* **ACTIVITY**: When the line containing "Reviewer note: confirm that every instance of the gray" is found in the data below, copy it and each line after it through the line containing "Reviewer note: confirm that every instance of the dark", exactly and with no others.

##########

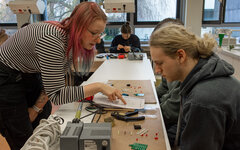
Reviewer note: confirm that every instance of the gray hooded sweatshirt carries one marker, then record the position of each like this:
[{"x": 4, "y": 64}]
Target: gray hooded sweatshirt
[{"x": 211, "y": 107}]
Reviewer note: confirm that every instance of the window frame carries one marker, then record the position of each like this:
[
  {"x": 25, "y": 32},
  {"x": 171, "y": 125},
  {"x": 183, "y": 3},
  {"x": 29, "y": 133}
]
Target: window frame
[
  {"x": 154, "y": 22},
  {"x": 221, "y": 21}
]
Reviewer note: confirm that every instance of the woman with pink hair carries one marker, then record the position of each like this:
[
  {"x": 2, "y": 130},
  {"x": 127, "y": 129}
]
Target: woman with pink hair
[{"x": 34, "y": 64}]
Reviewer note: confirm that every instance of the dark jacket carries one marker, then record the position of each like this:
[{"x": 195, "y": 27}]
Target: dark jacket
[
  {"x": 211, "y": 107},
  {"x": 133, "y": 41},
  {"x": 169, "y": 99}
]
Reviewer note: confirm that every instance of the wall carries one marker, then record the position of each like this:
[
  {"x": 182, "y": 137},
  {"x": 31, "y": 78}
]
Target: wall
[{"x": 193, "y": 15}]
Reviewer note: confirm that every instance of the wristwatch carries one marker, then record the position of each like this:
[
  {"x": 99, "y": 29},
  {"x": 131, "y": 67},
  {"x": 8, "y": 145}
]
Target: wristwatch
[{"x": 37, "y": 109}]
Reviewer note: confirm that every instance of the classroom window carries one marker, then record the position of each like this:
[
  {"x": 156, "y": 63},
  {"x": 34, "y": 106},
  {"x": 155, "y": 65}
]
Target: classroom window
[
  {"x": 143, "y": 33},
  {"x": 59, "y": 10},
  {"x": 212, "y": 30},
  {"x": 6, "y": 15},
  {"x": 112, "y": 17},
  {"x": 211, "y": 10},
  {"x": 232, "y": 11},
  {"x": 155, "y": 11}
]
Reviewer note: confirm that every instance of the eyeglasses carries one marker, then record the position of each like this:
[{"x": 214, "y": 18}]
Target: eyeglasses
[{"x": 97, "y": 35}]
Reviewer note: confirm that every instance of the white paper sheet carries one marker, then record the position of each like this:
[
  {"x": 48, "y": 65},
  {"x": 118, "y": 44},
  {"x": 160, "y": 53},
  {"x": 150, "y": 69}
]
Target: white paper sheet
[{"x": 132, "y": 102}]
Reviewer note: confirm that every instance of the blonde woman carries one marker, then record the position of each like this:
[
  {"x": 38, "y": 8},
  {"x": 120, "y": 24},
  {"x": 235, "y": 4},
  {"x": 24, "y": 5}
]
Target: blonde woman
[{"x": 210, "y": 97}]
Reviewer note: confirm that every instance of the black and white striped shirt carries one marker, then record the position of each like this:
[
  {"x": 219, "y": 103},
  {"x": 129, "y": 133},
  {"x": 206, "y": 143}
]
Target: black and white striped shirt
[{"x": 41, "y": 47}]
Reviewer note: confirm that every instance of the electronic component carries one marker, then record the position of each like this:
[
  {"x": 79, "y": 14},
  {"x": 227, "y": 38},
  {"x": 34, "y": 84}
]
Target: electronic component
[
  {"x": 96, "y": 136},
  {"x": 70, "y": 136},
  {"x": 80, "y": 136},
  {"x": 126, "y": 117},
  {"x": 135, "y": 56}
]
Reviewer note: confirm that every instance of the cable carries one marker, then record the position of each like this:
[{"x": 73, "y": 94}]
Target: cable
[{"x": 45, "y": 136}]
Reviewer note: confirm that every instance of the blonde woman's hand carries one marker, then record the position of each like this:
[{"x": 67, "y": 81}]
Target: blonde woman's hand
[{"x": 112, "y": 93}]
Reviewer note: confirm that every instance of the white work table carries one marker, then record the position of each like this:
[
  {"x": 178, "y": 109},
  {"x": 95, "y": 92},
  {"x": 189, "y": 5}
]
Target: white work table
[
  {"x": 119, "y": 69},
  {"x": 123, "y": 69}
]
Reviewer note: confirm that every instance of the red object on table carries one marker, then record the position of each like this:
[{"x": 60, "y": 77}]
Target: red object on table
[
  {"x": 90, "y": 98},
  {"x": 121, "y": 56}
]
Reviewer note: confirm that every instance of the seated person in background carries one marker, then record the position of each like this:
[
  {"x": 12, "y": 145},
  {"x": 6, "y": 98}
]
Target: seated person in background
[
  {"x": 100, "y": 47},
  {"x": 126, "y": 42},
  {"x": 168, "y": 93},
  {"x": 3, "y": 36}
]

##########

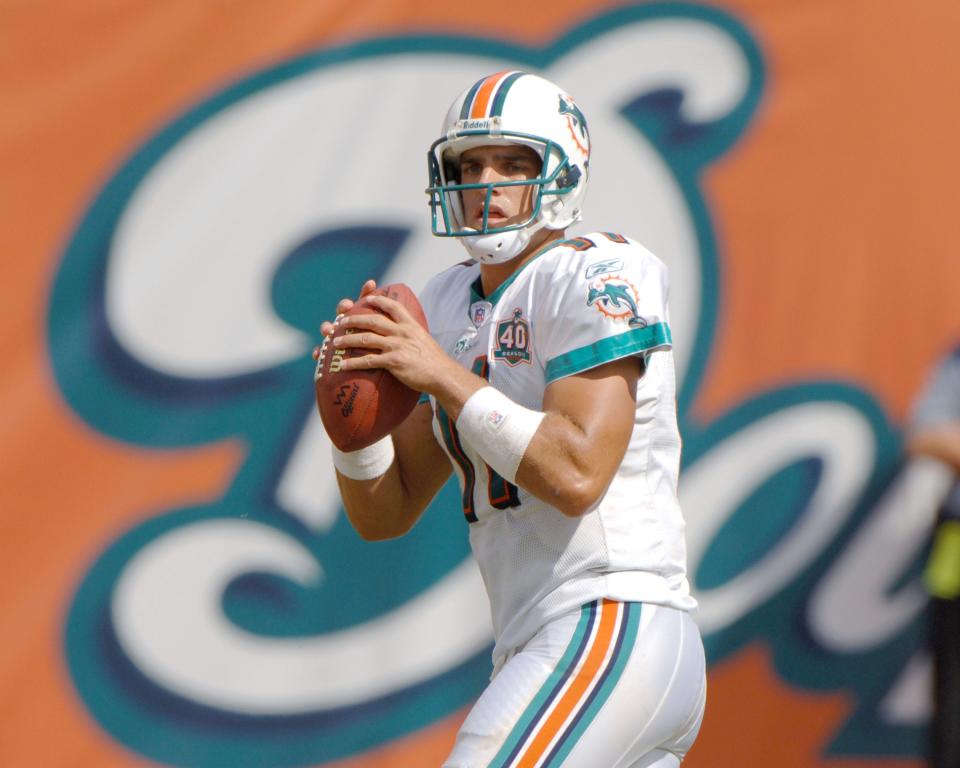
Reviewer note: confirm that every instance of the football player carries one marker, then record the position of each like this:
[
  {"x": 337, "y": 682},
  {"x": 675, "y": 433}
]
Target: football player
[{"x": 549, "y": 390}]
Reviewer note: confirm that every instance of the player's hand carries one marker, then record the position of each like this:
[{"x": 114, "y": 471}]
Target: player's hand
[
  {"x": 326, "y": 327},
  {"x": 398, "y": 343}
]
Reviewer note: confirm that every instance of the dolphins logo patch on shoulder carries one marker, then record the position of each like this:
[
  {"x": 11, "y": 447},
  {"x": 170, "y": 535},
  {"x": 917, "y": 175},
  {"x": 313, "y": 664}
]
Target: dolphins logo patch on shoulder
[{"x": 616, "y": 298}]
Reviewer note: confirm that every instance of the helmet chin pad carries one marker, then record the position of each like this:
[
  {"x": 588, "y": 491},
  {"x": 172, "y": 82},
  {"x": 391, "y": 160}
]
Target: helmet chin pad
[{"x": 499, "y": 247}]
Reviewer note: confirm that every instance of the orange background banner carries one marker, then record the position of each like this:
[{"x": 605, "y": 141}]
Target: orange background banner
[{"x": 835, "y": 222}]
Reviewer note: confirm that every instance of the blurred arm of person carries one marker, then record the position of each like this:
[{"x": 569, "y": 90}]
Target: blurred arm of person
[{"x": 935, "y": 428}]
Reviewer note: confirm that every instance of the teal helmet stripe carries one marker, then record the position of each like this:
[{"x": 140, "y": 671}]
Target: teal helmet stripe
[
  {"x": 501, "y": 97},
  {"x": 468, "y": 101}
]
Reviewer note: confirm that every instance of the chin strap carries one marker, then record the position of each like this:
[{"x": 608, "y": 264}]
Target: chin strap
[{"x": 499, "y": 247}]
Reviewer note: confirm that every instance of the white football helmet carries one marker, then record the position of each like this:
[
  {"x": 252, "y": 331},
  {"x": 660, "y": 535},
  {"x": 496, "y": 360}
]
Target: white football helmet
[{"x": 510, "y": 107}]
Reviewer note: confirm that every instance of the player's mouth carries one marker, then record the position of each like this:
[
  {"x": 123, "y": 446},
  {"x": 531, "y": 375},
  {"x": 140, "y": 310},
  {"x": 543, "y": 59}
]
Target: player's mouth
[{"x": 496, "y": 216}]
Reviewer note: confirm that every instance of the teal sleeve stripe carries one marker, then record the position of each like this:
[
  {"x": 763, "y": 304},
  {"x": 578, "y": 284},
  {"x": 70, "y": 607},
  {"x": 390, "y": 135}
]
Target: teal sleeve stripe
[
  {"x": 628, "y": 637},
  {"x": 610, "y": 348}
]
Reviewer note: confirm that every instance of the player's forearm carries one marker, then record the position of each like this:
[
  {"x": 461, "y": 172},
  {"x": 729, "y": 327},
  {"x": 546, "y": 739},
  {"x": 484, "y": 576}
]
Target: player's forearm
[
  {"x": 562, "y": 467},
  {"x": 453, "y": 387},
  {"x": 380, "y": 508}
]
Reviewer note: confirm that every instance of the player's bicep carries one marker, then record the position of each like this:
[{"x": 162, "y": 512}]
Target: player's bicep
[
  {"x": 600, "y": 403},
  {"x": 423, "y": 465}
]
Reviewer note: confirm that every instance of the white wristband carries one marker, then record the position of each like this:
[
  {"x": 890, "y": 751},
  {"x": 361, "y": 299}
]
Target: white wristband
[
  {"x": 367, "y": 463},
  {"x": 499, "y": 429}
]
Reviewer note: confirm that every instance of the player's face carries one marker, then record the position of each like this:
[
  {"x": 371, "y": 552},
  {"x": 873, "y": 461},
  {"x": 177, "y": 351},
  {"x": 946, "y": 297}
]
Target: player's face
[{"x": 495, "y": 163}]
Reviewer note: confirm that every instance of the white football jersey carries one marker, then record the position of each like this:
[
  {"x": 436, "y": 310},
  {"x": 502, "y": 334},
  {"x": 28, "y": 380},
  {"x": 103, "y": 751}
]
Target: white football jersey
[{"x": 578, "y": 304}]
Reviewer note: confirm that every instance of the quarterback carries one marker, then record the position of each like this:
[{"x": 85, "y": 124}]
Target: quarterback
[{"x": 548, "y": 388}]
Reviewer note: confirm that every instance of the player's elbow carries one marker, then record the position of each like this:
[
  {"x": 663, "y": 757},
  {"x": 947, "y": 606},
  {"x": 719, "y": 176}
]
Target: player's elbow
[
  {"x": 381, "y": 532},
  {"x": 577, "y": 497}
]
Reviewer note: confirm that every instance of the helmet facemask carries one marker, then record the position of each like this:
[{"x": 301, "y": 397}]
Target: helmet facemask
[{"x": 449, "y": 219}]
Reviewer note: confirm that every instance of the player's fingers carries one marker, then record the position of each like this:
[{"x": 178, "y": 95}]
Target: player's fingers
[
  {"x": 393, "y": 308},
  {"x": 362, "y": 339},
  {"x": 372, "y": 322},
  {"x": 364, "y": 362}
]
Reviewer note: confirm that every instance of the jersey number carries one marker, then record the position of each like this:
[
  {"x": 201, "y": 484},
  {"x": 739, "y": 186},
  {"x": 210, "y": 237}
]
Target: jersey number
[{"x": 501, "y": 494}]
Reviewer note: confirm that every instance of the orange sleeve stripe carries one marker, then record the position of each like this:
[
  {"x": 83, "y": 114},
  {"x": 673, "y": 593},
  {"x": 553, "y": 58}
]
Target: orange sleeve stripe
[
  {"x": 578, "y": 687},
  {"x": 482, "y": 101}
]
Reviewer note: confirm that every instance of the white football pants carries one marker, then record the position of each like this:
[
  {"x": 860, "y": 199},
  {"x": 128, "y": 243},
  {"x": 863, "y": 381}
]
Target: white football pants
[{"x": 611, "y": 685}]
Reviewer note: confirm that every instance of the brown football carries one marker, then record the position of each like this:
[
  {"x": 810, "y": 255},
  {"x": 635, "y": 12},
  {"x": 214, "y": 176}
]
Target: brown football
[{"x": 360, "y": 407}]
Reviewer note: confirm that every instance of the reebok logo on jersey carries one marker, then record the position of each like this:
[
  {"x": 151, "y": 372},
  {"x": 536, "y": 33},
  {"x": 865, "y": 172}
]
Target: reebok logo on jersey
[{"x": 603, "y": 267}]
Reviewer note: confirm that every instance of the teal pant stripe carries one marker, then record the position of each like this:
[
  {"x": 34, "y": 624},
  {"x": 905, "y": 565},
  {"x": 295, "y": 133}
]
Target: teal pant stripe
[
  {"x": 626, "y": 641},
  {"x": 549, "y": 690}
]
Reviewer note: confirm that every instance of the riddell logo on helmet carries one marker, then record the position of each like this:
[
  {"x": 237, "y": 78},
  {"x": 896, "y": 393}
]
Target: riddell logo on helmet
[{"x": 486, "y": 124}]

##########

* **TASK RESPONSE**:
Reviewer note: confirm that every instance of the gray hooded sweatshirt carries one marker, then record the position of each like this:
[{"x": 4, "y": 64}]
Target: gray hooded sweatshirt
[{"x": 211, "y": 107}]
Reviewer note: confirm that every instance of the window frame carries one marker, then record the position of each like this:
[
  {"x": 25, "y": 32},
  {"x": 171, "y": 125},
  {"x": 183, "y": 3},
  {"x": 29, "y": 133}
]
Target: window frame
[
  {"x": 154, "y": 22},
  {"x": 221, "y": 21}
]
Reviewer note: confirm that every instance of the woman with pink hair carries one marker, then record the position of each like this:
[
  {"x": 2, "y": 130},
  {"x": 127, "y": 129}
]
Target: woman with pink hair
[{"x": 34, "y": 64}]
Reviewer note: confirm that every instance of the dark jacket carries one marker, then record the position of each like this:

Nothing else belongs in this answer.